+++ Input records +++
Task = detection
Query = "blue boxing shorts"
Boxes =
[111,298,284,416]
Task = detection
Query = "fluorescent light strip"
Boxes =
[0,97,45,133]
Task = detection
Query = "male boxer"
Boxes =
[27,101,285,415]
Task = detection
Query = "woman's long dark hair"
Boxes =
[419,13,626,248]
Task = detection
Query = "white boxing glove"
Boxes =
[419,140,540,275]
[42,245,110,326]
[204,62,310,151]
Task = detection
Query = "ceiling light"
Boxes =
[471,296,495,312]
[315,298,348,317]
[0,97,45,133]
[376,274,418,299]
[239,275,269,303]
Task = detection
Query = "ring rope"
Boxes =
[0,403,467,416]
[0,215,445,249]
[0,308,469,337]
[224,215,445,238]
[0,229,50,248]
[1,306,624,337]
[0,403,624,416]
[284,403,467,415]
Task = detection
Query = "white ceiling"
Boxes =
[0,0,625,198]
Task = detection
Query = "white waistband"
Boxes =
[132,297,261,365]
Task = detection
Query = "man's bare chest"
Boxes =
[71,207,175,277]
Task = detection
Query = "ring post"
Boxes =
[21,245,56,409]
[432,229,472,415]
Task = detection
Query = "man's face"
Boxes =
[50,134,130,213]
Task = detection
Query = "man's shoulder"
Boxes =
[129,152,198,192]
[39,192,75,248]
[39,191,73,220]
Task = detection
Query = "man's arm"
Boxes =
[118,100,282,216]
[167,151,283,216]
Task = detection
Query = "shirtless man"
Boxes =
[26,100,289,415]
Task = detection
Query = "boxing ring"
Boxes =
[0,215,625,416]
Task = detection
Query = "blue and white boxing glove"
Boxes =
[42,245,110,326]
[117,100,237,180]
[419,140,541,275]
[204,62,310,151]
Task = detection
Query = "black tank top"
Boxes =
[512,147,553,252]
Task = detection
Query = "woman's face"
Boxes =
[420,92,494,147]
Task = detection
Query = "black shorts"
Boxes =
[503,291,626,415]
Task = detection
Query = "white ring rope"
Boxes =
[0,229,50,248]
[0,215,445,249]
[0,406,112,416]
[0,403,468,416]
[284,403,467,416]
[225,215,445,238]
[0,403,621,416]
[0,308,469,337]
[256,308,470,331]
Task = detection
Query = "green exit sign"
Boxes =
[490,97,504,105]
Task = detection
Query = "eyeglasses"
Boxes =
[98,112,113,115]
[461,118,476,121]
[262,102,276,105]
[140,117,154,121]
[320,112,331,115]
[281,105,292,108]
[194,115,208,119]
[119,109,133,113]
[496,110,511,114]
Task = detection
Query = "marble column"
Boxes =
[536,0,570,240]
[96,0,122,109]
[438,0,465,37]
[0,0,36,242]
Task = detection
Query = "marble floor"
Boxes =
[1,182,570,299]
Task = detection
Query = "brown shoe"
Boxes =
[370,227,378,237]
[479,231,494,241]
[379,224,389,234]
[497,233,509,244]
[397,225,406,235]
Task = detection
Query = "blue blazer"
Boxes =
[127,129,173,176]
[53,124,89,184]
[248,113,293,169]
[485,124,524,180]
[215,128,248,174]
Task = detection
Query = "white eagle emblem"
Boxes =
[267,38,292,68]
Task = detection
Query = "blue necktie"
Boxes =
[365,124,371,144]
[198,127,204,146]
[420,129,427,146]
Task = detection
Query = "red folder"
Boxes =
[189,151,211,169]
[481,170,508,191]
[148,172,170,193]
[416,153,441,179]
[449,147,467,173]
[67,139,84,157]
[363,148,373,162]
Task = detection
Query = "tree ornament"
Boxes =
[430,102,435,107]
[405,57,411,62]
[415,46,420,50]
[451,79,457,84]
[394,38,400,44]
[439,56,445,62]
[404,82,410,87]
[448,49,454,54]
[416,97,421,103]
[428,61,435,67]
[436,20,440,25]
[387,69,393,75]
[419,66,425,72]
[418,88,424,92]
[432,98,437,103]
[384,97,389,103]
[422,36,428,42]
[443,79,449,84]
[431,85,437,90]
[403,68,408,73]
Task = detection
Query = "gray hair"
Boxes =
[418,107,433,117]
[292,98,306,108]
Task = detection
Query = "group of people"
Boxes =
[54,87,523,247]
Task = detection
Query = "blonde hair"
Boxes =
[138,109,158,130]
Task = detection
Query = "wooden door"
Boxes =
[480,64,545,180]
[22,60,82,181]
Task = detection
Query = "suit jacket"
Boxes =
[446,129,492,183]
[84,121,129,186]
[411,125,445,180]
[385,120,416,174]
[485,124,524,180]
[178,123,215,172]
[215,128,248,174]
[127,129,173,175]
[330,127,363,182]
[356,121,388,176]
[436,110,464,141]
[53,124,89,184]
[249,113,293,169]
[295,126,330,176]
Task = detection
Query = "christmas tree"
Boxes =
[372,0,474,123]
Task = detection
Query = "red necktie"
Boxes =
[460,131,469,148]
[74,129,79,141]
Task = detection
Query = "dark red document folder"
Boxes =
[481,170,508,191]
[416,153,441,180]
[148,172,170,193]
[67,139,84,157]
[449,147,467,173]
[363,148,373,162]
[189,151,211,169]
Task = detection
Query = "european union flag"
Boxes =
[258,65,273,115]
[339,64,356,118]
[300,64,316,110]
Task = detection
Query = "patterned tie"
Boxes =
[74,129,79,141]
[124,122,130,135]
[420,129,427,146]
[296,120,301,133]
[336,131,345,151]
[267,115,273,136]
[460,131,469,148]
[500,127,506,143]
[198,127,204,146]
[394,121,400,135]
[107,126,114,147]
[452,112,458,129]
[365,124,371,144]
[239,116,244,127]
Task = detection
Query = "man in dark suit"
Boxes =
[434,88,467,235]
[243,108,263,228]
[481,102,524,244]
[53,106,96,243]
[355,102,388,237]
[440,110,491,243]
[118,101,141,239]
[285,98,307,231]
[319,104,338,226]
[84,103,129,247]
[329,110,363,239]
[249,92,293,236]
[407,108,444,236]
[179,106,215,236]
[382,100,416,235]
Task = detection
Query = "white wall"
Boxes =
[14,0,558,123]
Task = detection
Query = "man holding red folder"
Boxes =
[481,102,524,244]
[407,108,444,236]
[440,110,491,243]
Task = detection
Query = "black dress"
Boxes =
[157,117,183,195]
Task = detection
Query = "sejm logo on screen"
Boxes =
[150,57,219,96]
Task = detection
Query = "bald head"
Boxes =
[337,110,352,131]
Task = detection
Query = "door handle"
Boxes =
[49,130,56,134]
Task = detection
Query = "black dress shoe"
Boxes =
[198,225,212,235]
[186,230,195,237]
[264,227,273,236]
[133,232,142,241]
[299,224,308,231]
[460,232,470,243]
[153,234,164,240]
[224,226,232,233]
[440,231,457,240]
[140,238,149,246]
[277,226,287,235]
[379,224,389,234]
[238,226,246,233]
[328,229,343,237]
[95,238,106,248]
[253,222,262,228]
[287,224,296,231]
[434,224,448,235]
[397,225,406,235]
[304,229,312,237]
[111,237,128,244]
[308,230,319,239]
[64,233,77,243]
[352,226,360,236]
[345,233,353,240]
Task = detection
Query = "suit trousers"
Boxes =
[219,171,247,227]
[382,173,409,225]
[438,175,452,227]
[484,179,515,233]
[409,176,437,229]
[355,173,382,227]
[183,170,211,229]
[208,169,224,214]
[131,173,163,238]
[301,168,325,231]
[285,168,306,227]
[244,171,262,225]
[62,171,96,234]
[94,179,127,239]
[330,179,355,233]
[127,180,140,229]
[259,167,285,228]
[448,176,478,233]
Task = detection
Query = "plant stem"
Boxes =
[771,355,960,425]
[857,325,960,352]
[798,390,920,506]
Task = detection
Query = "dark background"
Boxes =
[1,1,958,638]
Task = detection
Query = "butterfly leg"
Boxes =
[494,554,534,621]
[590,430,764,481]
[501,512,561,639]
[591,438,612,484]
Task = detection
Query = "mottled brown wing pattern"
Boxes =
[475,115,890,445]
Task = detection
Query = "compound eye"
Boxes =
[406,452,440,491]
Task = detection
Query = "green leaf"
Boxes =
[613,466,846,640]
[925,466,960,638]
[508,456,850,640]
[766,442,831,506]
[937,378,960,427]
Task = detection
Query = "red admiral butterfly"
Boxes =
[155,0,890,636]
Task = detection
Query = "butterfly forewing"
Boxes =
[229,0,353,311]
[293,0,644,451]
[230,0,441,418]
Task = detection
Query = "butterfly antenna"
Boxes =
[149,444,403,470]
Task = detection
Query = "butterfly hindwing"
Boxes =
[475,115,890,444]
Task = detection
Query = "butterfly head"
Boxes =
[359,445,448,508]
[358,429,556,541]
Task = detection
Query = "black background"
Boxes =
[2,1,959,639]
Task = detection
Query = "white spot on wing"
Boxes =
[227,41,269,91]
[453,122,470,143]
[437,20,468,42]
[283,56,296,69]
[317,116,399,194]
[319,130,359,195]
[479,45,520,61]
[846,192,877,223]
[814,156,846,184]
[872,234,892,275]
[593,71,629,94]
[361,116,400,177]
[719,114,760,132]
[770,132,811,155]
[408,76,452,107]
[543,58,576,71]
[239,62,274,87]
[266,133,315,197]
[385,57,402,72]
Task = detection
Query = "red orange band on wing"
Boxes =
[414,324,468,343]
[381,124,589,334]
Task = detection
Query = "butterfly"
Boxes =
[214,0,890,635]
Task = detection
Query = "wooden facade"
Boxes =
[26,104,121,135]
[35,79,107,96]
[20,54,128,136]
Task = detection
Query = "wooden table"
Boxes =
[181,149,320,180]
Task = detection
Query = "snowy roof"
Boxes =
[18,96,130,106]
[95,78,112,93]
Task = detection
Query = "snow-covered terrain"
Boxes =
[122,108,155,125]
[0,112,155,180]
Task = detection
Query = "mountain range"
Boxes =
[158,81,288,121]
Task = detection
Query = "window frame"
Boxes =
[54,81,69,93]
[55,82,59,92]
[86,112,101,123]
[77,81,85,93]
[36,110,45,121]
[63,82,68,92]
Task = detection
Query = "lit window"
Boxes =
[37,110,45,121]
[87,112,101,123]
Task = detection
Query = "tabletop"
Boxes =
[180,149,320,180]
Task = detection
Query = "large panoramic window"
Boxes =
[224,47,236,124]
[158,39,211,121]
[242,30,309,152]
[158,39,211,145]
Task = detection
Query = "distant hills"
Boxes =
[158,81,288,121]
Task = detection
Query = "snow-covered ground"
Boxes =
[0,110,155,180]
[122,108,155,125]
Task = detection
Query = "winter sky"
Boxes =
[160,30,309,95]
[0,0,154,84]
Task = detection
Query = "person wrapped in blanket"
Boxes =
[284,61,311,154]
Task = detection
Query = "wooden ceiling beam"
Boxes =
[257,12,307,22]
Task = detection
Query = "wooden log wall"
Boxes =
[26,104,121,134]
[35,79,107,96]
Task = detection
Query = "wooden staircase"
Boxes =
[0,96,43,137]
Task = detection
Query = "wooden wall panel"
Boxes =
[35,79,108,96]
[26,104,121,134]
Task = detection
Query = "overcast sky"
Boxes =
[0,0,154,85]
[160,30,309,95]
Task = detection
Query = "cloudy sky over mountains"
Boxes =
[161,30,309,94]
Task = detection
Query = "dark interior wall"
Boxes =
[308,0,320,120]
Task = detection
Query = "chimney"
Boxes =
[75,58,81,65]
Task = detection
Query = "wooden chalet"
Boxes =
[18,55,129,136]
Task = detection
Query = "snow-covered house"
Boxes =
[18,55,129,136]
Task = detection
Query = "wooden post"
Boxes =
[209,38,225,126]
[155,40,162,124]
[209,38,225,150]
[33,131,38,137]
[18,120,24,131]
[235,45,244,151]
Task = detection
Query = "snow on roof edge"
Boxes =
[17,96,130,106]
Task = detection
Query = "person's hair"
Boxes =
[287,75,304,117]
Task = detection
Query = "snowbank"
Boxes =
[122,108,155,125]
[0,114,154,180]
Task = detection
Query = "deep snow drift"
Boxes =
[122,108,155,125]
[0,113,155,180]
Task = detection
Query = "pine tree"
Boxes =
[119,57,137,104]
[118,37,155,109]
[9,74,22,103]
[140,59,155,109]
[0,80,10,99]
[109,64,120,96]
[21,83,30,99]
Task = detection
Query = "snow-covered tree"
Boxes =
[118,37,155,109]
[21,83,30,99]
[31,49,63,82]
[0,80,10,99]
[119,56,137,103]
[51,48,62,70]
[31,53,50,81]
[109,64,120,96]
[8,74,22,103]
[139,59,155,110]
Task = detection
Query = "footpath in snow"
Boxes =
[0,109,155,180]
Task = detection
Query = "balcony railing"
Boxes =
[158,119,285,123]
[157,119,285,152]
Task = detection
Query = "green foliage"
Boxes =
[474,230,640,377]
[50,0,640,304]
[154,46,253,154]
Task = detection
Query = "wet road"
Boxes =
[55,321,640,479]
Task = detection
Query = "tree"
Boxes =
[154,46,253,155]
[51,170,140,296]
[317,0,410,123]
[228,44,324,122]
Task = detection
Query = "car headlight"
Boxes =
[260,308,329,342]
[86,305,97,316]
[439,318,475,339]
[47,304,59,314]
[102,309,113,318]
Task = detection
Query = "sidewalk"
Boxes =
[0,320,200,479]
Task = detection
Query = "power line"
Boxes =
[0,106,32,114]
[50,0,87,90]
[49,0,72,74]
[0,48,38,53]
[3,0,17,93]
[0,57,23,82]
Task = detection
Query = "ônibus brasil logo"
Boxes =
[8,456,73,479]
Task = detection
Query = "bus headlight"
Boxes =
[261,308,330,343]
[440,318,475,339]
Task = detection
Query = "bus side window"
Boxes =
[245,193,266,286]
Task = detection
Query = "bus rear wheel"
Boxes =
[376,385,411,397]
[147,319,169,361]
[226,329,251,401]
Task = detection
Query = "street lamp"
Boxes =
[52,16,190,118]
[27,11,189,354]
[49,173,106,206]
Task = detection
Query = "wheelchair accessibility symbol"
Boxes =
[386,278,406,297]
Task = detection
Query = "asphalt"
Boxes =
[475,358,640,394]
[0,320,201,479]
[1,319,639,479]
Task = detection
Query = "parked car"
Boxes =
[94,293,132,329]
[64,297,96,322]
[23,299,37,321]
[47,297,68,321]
+++
The answer is to be a bare number, showing how many lines of the records contain "person".

__Result below__.
2